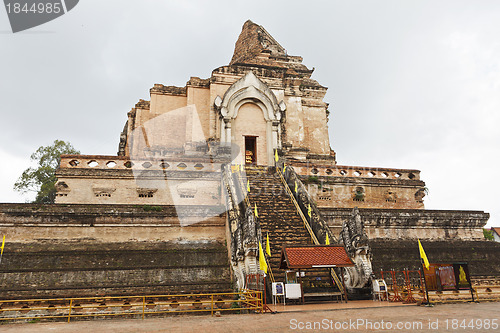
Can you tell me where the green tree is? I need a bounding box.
[14,140,80,203]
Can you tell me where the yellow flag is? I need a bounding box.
[266,233,271,257]
[259,242,267,274]
[0,235,5,255]
[418,239,430,269]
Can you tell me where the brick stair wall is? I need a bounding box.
[245,166,312,281]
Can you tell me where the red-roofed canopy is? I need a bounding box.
[280,245,354,269]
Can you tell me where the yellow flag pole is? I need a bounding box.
[266,233,271,257]
[0,235,5,263]
[417,238,431,306]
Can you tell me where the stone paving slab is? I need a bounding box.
[0,301,500,333]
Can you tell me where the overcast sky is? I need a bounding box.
[0,0,500,226]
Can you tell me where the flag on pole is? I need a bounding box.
[266,233,271,257]
[259,242,267,274]
[418,239,430,269]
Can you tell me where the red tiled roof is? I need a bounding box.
[280,245,354,269]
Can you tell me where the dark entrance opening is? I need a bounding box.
[245,136,257,164]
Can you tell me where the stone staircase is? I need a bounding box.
[245,166,312,281]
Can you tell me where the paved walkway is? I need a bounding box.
[0,301,500,333]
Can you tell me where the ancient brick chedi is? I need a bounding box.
[57,21,426,209]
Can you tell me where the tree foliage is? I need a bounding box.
[14,140,80,203]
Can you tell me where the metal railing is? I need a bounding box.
[0,290,264,322]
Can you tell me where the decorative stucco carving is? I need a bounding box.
[340,207,373,291]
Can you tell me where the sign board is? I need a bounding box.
[285,283,302,299]
[273,282,285,296]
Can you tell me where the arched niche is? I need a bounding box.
[215,71,284,165]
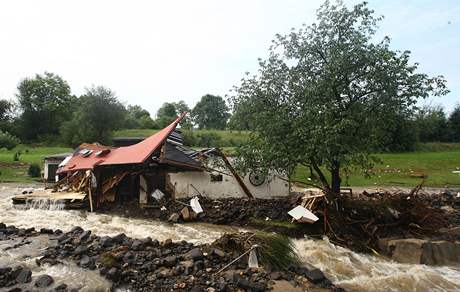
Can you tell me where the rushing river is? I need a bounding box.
[0,185,460,291]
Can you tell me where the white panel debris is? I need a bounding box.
[151,189,165,201]
[288,206,319,223]
[139,175,148,204]
[248,248,259,268]
[59,155,72,167]
[190,197,203,214]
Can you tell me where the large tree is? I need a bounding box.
[156,100,192,129]
[415,105,449,142]
[17,72,72,140]
[192,94,230,130]
[233,1,447,198]
[61,86,126,145]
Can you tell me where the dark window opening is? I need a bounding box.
[211,173,224,182]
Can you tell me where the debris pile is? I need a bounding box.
[0,225,341,291]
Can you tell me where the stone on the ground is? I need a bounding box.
[305,269,326,284]
[185,247,203,260]
[379,238,460,265]
[180,206,191,221]
[271,280,303,292]
[35,275,54,288]
[168,213,179,223]
[16,269,32,283]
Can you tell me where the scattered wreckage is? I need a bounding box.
[13,114,298,216]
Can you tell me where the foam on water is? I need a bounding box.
[296,238,460,291]
[0,186,460,291]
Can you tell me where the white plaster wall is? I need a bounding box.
[169,171,289,198]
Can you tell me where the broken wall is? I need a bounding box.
[168,171,289,199]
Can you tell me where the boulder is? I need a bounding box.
[305,269,326,284]
[168,213,179,223]
[379,238,460,265]
[16,269,32,284]
[185,247,203,260]
[271,280,304,292]
[35,275,54,288]
[180,206,192,221]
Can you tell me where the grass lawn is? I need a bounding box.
[0,145,72,182]
[293,150,460,187]
[0,141,460,187]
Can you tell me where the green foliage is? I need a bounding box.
[256,232,300,269]
[155,100,192,129]
[17,72,73,140]
[27,163,41,177]
[192,94,230,130]
[61,86,125,146]
[0,131,20,150]
[415,106,449,143]
[232,1,448,195]
[448,104,460,142]
[122,105,156,129]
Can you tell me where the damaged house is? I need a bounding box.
[15,114,289,210]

- - - -

# Requirement
Express as a JSON list of strings, one string per line and blank lines left out, the part of the records that opens with the line containing "Can you tell me where the broken" and closes with the line containing "[168,171,289,199]".

# Solved exercise
[
  "Can you tell me where the broken wall is? I need a bounding box.",
  "[168,171,289,199]"
]